### EXERCISE INSTRUCTIONS
The data must be written out once more, precisely as given.

Free-text object descriptions

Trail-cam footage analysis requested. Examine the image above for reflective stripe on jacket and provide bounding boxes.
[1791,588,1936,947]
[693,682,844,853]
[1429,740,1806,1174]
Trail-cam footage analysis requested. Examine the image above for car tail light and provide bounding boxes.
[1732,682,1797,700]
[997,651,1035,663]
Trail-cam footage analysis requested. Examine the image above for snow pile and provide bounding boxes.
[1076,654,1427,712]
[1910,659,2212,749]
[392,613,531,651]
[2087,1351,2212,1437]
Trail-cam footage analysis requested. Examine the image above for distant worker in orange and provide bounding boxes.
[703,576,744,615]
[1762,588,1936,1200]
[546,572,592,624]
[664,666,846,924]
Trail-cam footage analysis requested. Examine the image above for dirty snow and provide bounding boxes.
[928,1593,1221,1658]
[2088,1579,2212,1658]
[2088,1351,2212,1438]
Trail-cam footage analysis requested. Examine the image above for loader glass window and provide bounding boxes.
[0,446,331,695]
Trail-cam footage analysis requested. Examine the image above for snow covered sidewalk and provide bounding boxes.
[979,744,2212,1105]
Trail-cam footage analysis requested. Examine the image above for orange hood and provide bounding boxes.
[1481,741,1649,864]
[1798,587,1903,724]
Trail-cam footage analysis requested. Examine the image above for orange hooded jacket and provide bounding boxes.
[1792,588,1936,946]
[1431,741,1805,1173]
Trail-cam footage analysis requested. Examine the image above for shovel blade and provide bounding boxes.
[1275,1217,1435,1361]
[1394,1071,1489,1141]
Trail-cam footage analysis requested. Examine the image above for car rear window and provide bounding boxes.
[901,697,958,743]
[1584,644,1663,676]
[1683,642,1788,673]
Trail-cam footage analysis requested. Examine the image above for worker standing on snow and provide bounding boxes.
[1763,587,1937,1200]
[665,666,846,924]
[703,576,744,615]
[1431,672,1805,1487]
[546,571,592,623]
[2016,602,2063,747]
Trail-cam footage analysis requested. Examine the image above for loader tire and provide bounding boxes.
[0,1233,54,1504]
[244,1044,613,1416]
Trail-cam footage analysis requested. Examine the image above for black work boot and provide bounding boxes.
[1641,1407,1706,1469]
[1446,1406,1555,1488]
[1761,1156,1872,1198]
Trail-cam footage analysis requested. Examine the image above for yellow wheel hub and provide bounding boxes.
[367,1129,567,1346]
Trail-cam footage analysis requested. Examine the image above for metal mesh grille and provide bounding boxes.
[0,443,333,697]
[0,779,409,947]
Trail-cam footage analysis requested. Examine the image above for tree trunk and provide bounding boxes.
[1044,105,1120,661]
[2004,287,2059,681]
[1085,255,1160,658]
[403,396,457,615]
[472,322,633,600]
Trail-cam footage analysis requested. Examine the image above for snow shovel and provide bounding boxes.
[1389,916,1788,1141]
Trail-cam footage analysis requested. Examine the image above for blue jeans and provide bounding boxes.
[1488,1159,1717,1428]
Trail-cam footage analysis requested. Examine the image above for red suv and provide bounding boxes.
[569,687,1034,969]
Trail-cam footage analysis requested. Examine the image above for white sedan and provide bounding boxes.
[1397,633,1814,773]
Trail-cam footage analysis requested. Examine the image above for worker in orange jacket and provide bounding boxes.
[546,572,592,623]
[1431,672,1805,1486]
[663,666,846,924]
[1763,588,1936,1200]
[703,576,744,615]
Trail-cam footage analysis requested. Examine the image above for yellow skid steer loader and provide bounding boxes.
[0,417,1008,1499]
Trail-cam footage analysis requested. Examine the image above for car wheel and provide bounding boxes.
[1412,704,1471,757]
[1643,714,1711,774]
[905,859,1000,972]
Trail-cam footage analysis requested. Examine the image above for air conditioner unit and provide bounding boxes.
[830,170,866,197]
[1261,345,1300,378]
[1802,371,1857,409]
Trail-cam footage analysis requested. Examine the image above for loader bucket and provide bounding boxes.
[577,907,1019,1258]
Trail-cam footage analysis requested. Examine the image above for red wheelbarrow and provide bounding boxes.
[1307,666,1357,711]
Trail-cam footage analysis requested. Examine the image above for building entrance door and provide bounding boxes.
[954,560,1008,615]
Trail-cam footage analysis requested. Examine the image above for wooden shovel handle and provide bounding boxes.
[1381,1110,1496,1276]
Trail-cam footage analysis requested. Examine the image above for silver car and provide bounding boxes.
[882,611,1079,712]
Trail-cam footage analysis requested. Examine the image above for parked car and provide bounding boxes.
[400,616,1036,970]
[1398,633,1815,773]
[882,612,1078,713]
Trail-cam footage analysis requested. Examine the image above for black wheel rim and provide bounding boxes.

### WRITTEN SOLUTION
Trail-cam footage analysis requested. Examine the image above for reflective stripe on jacket and provide bounding boxes.
[1791,588,1936,947]
[693,682,844,853]
[1429,740,1806,1174]
Trail-cam footage analysis requested. Examine the image above for car tail light and provide bounding boxes.
[1732,682,1797,700]
[997,651,1035,663]
Trail-cam footage analysis requested. Examine the image above for snow pile and provide bounding boxes.
[1076,654,1427,712]
[1910,659,2212,749]
[392,613,531,651]
[2087,1351,2212,1437]
Trail-cam footage analysis requested. Examine the image above for distant worker in orange and provide bounding boxes.
[703,576,744,615]
[1762,588,1936,1200]
[546,572,592,624]
[664,666,846,924]
Trail-cam footage analysis requested. Examine the image above for dirty snow and provide bounding boxes.
[928,1593,1221,1658]
[2088,1579,2212,1658]
[2088,1351,2212,1438]
Trail-cam footage analysis requested. Examine the image above for loader glass window and provide bounding boxes.
[0,446,331,695]
Trail-cam footage analysis requested. Examine the image above for snow covered sidewalk and provide bounding boxes.
[979,744,2212,1105]
Trail-cam footage analysis requested. Examine the image above for orange hood and provide bounding boxes.
[1481,741,1649,864]
[1798,587,1903,724]
Trail-cam footage analysis requested. Examine the image above for orange hooded jacket and provide bounding boxes.
[1792,588,1936,946]
[1431,741,1805,1173]
Trail-cam footage analysis requested. Examine the image above for shovel blade and provide bounding boxes.
[1275,1217,1435,1361]
[1394,1071,1489,1141]
Trail-cam footage analysis requested. Examine the image above for car rear window and provide bounding boxes.
[901,697,958,743]
[1584,644,1663,676]
[1683,642,1788,673]
Trail-cam footage analysis requested. Examine the image above for worker standing on snow and provide bounding boxes.
[1763,587,1937,1200]
[665,666,846,924]
[703,576,744,615]
[1431,672,1805,1487]
[546,571,592,623]
[2016,602,2063,747]
Trail-cam footage analysis requested. Examine the image above for loader tire and provide bounding boxes.
[0,1233,54,1504]
[244,1044,613,1416]
Trail-cam footage analysis requested. Examine the image above for black work boot and provide bounding boxes.
[1641,1407,1706,1469]
[1446,1406,1555,1488]
[1761,1156,1872,1198]
Trail-cam footage analysis requested. Examine the image above for yellow wheel hub and provide bounding boxes.
[367,1129,567,1346]
Trail-cam footage analysis requested. Examine the image above for metal mesh grille and provide bounding boxes.
[0,443,333,697]
[0,779,409,947]
Trail-cam footage analysis requested. Examine the image above for tree trunk and provide bounding boxes.
[1044,105,1120,661]
[2004,287,2059,681]
[1085,255,1160,658]
[403,396,457,615]
[472,322,633,600]
Trail-cam footage analysis requested. Examine the image above for snow shovel and provide bounding boxes.
[1389,916,1788,1141]
Trail-cam footage analysis requested. Examine the image above for blue jeans and provide bounding boxes.
[1488,1159,1717,1428]
Trail-cam footage analysis requested. Examine the image above for red suv and provide bounding boxes.
[569,687,1034,969]
Trail-cam footage analysis requested. Examine the image above for white sedan and provide bounding boxes.
[1397,633,1814,773]
Trail-cam footage analysis requested. Examine the image above for worker in orange jacket and provide bounding boxes.
[546,572,592,623]
[1431,672,1805,1486]
[663,666,846,924]
[1763,588,1936,1200]
[703,576,744,615]
Trail-cam footage analysis requested. Examine the image above for yellow skid steer loader and provide bounding boxes.
[0,417,1008,1499]
Trail-cam footage analysis requested. Examine the image above for car wheel and provide bounding boxes.
[1412,704,1471,757]
[1643,714,1711,774]
[905,859,1000,972]
Trail-cam footage analysis requested. Examine the image above for air conditioner unit and provide bounding boxes.
[830,170,866,197]
[1261,345,1300,378]
[1802,371,1857,409]
Trail-cam footage analysis requested. Examine the image above for loader bucket and provide bounding boxes.
[577,907,1019,1258]
Trail-cam footage analysis requested. Examine the image above for red wheelbarrow and provide bounding boxes.
[1307,666,1357,711]
Trail-cam footage analysis requested. Examine the image above for building entrance door and provide bounding boxes.
[954,560,1008,615]
Trail-cam footage analysis requested. Examine the image above for wooden shovel handle and provide bounding boxes.
[1381,1110,1496,1276]
Trail-cam footage analysis requested. Examine the image above for silver car and provide bounding boxes.
[882,611,1079,712]
Trail-cam footage analysis requested. Examine the image above for parked car and provide bounding boxes.
[400,616,1036,970]
[1398,633,1815,773]
[882,612,1078,713]
Trail-cam footage analysis requested. Examine the image above for black wheel rim and provide bounding boxes.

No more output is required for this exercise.